** start of MATERIAL TO PROCESS **

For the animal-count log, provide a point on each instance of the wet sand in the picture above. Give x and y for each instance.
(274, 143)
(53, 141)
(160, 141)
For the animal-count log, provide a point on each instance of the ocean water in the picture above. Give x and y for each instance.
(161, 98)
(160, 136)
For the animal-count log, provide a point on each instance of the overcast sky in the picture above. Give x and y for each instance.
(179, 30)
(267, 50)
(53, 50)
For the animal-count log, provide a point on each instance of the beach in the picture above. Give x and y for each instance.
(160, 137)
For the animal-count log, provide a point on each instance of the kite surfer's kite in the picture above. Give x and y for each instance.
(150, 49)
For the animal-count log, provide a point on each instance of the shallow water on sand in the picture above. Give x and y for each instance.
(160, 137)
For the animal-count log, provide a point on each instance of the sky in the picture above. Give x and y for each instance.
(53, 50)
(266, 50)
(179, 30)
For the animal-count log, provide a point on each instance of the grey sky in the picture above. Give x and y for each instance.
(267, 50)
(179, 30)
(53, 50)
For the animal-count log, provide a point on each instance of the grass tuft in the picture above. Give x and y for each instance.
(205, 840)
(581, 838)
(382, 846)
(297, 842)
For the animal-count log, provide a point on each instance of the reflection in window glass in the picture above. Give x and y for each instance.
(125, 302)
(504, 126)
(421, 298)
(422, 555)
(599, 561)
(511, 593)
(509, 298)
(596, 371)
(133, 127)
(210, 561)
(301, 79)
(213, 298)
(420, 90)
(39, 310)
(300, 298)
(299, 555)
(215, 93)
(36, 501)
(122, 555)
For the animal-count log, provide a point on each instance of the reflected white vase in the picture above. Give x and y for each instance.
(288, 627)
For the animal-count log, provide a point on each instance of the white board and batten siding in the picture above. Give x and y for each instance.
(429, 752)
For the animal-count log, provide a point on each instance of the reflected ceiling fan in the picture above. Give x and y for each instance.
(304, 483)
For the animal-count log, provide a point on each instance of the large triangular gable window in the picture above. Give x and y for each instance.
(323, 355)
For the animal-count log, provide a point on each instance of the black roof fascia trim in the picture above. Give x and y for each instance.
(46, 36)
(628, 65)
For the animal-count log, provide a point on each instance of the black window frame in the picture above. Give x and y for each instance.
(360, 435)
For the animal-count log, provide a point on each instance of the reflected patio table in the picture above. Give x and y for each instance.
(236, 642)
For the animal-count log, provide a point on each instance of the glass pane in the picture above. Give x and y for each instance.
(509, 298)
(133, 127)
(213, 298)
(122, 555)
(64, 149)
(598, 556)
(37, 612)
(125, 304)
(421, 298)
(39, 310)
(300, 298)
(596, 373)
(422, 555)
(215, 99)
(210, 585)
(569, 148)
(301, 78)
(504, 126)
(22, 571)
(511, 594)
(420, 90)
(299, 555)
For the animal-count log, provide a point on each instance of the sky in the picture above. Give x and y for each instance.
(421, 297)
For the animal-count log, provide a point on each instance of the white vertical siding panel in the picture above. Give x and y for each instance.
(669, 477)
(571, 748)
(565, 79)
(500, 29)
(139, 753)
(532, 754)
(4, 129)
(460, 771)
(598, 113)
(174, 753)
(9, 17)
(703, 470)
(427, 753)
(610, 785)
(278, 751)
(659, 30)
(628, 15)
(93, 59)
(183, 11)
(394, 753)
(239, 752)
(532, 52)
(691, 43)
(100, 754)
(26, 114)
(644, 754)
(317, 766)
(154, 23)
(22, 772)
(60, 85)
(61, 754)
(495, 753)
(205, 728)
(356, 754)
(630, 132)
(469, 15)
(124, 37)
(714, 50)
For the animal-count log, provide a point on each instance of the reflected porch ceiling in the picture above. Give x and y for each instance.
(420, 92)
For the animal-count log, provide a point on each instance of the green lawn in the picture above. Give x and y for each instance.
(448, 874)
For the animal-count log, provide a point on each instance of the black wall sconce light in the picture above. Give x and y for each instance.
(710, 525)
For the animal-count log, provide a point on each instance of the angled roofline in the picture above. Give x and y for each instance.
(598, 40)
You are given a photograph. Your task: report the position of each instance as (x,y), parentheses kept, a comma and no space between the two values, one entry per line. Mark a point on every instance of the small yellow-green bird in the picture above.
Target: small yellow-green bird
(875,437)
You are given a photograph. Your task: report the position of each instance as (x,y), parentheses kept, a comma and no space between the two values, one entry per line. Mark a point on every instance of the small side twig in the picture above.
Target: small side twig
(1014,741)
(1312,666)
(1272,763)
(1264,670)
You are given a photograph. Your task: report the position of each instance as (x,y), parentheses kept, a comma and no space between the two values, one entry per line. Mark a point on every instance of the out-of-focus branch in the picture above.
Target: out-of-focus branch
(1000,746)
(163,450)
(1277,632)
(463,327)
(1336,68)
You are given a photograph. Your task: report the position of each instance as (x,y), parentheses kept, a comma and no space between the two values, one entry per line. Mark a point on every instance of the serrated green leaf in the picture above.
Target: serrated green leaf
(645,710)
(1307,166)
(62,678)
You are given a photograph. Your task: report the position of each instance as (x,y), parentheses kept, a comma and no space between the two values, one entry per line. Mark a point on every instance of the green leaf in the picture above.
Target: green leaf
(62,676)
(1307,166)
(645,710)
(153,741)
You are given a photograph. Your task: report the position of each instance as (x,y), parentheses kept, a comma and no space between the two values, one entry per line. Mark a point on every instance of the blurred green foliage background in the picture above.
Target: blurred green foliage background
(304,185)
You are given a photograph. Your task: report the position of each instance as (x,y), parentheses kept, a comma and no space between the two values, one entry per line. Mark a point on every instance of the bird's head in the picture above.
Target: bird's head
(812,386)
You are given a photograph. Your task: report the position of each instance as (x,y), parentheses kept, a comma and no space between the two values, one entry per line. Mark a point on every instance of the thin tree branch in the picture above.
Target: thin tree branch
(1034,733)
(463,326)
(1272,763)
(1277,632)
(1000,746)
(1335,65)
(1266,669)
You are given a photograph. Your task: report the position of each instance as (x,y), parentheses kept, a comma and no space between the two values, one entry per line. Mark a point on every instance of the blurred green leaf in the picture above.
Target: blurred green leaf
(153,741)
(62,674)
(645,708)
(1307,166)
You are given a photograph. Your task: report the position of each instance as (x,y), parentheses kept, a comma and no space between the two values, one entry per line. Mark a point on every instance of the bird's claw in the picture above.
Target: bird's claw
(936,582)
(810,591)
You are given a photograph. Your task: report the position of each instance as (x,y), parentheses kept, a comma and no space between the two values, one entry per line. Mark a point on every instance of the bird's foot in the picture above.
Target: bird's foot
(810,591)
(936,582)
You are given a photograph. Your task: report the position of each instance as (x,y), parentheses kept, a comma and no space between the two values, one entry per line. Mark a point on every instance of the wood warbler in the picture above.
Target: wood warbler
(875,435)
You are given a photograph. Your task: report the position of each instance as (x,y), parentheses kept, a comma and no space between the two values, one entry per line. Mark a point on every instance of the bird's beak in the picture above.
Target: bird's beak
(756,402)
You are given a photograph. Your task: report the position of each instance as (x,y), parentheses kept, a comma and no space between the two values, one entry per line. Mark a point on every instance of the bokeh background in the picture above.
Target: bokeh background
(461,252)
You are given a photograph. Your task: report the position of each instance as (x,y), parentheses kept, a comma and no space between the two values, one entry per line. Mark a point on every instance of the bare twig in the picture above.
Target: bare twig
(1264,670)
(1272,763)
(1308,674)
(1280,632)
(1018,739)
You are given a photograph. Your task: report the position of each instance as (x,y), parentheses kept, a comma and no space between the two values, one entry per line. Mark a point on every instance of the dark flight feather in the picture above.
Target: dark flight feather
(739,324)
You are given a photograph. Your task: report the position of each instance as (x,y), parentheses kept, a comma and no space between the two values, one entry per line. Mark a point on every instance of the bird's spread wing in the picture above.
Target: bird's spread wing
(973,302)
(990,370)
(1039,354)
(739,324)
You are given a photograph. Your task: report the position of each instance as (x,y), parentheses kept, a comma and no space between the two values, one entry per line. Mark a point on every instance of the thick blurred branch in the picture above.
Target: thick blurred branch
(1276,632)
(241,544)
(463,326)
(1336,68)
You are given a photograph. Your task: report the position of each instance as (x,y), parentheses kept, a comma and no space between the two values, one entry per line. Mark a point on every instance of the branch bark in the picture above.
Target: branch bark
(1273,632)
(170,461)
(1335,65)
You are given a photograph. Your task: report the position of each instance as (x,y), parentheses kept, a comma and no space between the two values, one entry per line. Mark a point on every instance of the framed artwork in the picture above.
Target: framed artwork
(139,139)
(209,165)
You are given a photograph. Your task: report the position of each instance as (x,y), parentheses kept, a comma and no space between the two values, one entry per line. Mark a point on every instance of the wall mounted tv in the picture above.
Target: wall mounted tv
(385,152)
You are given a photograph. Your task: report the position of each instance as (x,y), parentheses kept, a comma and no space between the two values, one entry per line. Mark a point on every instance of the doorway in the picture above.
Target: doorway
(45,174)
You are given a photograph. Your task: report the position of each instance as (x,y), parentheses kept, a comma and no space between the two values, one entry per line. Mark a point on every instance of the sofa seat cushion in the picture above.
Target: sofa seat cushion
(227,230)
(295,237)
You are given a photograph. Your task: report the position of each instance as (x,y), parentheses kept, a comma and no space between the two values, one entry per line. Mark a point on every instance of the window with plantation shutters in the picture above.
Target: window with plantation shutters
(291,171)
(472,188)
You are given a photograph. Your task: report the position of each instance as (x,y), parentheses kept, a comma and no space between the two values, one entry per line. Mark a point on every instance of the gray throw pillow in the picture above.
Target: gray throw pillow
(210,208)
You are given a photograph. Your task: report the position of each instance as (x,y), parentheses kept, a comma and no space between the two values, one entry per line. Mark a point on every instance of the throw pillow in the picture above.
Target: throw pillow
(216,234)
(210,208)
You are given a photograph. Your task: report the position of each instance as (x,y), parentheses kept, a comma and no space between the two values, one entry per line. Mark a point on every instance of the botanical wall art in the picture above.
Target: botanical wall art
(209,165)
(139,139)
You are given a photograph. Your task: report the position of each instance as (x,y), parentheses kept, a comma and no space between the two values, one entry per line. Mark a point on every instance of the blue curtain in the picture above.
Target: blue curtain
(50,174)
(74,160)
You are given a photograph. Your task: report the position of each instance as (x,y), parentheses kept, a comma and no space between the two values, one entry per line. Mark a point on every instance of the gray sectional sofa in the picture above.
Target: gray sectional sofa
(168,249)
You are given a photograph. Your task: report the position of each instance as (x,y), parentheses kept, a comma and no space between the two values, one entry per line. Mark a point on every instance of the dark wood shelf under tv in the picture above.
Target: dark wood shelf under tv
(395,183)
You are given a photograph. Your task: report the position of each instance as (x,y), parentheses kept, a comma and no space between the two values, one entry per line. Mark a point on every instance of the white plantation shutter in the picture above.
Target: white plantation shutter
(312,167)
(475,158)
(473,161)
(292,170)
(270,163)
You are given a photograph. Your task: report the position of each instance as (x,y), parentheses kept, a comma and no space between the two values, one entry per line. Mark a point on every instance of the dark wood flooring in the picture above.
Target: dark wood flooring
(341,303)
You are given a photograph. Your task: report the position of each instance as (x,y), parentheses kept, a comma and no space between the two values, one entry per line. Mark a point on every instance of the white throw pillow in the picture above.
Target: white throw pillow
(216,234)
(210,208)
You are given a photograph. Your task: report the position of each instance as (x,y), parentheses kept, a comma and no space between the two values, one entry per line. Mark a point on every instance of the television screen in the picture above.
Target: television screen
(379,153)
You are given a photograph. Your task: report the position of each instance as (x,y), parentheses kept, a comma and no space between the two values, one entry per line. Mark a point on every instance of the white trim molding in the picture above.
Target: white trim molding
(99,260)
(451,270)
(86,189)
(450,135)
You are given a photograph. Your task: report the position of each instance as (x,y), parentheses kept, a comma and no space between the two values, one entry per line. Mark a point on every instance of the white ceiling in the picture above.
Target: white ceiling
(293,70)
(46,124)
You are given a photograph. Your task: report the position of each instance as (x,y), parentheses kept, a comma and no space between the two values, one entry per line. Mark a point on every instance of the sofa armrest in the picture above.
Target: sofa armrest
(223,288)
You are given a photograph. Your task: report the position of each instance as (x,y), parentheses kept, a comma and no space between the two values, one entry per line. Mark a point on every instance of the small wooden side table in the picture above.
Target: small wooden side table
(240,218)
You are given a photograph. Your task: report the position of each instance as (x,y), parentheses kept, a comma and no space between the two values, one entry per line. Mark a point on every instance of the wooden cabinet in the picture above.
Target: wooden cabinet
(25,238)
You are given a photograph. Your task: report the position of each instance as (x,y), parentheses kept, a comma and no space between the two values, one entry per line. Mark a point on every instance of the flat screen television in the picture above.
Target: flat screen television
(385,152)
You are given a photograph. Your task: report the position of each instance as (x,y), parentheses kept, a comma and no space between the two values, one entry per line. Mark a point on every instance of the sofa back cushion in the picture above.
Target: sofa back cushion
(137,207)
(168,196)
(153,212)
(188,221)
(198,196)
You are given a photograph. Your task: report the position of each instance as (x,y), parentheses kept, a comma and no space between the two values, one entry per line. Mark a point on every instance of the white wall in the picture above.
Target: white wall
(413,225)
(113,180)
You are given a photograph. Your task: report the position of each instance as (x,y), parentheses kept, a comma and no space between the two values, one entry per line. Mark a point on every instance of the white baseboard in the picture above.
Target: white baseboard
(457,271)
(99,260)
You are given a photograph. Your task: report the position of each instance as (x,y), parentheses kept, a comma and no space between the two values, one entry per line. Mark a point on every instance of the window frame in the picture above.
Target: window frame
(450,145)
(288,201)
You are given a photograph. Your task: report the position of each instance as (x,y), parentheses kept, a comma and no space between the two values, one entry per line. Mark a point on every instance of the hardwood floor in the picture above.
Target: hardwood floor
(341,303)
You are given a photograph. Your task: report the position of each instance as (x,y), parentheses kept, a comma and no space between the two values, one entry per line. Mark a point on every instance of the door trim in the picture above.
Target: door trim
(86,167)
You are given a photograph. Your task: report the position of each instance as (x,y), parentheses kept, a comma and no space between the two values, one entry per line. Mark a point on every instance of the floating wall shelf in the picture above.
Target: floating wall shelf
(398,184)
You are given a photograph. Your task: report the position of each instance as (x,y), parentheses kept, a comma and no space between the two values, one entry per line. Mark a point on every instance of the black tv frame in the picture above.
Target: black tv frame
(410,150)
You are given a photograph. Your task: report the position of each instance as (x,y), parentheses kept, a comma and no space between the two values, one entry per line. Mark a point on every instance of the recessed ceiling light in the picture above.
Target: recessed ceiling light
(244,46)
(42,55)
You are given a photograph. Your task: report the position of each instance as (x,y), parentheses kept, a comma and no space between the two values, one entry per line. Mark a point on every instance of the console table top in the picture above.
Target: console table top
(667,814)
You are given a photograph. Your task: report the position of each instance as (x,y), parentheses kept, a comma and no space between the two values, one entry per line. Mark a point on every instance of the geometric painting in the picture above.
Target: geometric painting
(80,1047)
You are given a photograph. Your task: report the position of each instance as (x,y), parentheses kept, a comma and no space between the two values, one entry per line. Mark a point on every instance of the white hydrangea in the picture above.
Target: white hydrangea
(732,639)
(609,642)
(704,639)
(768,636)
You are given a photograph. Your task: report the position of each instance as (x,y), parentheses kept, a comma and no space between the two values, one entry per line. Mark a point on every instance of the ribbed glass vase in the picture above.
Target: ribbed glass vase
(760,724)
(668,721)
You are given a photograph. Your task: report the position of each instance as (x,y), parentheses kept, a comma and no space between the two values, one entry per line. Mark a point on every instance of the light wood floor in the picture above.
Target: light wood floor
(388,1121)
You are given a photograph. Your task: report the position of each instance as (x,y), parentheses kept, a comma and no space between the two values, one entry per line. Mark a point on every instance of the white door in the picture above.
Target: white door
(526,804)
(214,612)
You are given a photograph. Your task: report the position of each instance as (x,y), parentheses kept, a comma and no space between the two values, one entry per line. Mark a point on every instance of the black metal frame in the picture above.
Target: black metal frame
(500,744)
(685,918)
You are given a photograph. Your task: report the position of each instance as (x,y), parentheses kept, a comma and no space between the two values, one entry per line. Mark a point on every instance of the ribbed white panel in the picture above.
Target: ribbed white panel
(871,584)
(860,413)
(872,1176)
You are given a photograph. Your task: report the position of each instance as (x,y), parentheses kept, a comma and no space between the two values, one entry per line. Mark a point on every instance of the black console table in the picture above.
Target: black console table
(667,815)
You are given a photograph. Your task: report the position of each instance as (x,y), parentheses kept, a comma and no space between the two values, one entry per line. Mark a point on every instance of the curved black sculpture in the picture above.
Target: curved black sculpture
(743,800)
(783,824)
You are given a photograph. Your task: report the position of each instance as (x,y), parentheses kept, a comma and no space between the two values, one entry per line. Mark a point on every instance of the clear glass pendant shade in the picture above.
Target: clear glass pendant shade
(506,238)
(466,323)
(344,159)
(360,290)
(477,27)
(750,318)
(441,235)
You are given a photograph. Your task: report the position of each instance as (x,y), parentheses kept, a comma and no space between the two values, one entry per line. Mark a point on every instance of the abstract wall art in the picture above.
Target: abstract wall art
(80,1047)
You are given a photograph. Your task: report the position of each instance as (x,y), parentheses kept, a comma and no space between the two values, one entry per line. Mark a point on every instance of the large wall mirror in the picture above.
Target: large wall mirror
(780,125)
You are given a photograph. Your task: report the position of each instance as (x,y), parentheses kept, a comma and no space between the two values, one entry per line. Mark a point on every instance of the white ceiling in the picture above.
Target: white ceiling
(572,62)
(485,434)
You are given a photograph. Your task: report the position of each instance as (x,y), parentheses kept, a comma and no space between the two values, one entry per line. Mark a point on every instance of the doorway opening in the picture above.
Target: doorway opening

** end of MATERIAL TO PROCESS **

The lines to quote run from the one containing "console table in the picture above." through the final line of the material above; please give them exactly, both ends included, and nothing else.

You are given a photograph. Your task: report the position of each instance as (x,y), parentheses kept, a comma and no space between the two values, one entry per line. Mark a point on every instance of the black console table in the picture above.
Target: black console table
(667,815)
You are given a photograph. Your task: report the position of each instance as (x,y), parentheses kept, a comma and no space between the two values, one entry per line. Mark a point on every instance of the curved black sculpture in the picture above.
Target: curved black sculpture
(743,800)
(783,824)
You are given a photograph. Your task: report the position of each instance as (x,y), parentheses kept, a comma and no space between the two values, one entry per line. Mark a point on every instance of the clear glass pendant shade in the picture above.
Target: clear glass pendant shade
(506,238)
(466,323)
(344,159)
(360,290)
(477,27)
(750,318)
(441,235)
You are given a photograph. Your task: report the position of each instance as (x,y), parentheses kept, a comma and no space between the two values, one entry per line. Mark a point on every instance of the abstract wall art in the picture above.
Target: abstract wall art
(80,1047)
You are given a photograph. Your task: report the position of each instance as (x,y), parentheses kept, a comma and no space between the two values, one entry per line. Mark a point on every instance of the large wall mirror in the picture above.
Target: large wall mirror
(780,125)
You are given a photograph. Your task: report the position of each instance as (x,y), parentheses kept, a comma and no space between the two values, one entry per line. Mark a point on every instance of the white ceiling in the picture above.
Target: white ceiling
(572,62)
(485,434)
You are given a photograph. Your task: report the position of each instance as (x,y), parentheses kept, a comma and no space between the two values, one entry per line. Mark a point on every instance of the doorway opening in the picture above.
Target: doorway opening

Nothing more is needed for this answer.